» **Reading passage**
Content starts

Gains! Who doesn’t want ’em? No one. That’s who. No one doesn’t want to gain something. On the bike, that might mean endurance or power or skills or I don’t know what else. Honestly, I’m not that focused on gains. I’m more keenly interested in limiting my losses, but that’s a topic for another day.
There is a sort of rhetorical device in the use of the word ‘gains,’ that implies a priori value, and I object to that. It’s the sort of scam a good copywriter pulls on you, using a word with absolute value in a world that is persistently relative.
The gains people talk about (see above) are what I’d term gross gains. For example, if an “expert” says you can make significant power gains in just six weeks, they are only representing the gross gain of power. More watts!! In reality, the cosmic accountant is going to charge you some serious quantity of time and suffering in exchange for those gains, and so what is the net? That’s the real question.
OK, you’re faster now, but your family has begun to forget what you look like, and you have to spend time, each day, in an ice bath, compression suit, or under the expensive hands of a massage therapist. You’re a project just to be around, but at least you won last Saturday’s town line sprint.
Another fundamental problem with chasing gains is that is fails to respect the perfect specimen you already are. Again, the a priori implication is that you are not good enough as you are. You need to make some gains to be worthy of the acceptance of others, or even of the self-love each of us needs to go forward and face our uncertain futures. That’s not very nice.

Content ends

» **Problem details**
Rewrite the part of the essay on cycling gains starting at "OK, you’re faster" and ending at "town line sprint.", putting "physical therapist" in place of "massage therapist". The listing comes from a different, unrelated source.

» **Excerpted records**

Content starts

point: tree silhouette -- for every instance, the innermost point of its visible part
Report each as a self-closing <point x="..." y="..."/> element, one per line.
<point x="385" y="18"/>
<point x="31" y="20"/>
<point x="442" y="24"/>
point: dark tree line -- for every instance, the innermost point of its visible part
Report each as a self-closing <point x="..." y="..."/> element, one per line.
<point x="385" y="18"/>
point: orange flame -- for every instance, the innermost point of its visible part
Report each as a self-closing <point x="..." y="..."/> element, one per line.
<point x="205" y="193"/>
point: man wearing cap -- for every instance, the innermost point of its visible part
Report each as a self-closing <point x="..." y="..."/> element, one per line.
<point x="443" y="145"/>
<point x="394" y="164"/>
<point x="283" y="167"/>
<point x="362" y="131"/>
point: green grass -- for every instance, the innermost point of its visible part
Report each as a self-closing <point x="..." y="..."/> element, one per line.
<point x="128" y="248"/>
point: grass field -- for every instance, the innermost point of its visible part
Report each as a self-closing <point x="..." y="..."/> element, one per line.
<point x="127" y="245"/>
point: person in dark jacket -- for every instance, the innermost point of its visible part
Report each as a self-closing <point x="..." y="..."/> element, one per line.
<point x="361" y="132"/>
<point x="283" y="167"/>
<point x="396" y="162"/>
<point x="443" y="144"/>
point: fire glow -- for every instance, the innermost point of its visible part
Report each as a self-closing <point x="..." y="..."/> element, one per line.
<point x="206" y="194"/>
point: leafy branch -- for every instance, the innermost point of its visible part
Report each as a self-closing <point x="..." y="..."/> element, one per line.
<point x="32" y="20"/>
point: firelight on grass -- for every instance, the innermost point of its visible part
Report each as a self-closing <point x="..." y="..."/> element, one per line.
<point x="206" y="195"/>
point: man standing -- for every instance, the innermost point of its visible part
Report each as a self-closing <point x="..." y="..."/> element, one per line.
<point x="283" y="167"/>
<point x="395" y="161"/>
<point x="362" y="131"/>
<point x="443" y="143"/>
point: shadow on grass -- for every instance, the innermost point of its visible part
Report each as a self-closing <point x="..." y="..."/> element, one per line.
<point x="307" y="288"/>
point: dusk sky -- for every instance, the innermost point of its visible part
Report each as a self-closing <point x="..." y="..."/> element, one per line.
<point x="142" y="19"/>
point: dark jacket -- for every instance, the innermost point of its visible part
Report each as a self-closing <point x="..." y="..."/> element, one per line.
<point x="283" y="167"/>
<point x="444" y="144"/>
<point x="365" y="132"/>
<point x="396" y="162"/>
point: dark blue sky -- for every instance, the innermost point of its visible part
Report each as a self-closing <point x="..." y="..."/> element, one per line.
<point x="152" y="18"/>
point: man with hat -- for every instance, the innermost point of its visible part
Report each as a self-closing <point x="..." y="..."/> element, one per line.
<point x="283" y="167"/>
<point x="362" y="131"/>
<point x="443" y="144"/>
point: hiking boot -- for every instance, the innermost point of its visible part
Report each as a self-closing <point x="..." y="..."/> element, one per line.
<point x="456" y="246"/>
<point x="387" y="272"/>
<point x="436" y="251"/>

Content ends
Content starts

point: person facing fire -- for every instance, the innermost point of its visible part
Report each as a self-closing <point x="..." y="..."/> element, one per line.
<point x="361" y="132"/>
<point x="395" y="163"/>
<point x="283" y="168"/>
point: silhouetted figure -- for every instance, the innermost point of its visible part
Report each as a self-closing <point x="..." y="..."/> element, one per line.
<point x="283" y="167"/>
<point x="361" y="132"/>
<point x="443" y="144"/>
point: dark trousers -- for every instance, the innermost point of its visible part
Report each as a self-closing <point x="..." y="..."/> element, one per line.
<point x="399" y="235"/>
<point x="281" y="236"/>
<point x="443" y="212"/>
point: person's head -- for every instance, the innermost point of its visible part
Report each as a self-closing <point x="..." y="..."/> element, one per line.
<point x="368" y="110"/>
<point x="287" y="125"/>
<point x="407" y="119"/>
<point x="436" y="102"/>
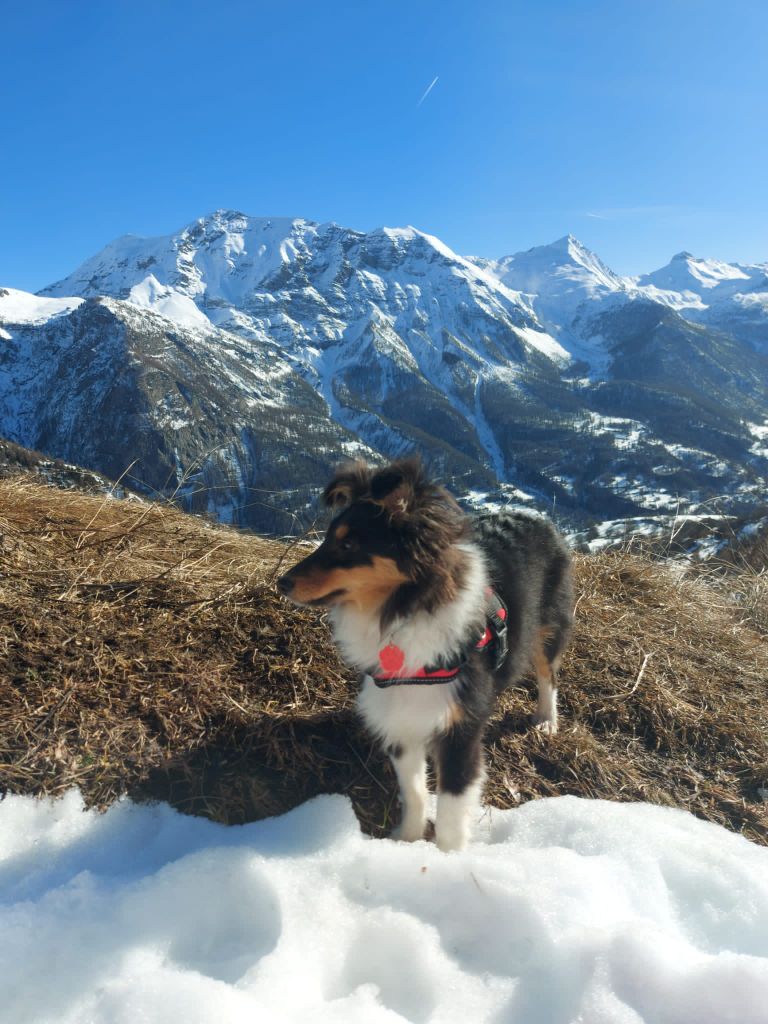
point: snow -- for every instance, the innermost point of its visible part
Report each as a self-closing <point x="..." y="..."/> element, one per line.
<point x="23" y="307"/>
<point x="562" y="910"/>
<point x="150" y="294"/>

Content ends
Content starts

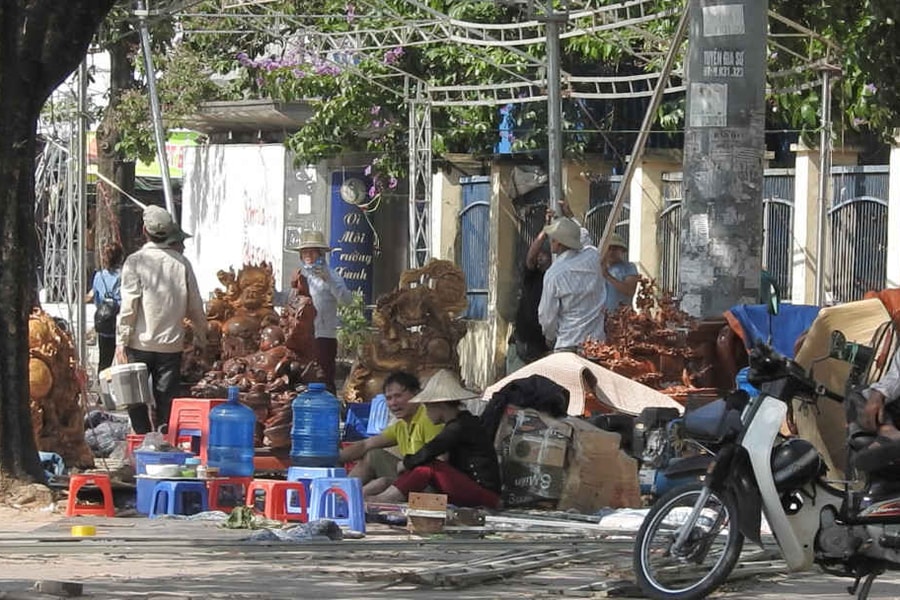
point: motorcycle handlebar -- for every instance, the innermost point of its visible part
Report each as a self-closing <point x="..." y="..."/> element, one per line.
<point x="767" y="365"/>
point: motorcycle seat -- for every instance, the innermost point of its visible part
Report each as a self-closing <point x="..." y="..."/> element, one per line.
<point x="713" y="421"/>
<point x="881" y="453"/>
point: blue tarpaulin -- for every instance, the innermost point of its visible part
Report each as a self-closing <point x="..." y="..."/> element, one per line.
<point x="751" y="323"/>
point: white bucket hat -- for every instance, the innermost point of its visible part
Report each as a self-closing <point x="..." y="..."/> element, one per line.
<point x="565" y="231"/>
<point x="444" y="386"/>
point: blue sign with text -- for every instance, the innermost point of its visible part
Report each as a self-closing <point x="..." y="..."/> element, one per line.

Content ends

» **Solved exercise**
OK, you’re faster now, but your family has begun to forget what you look like, and you have to spend time, each day, in an ice bath, compression suit, or under the expensive hands of a physical therapist. You’re a project just to be around, but at least you won last Saturday’s town line sprint.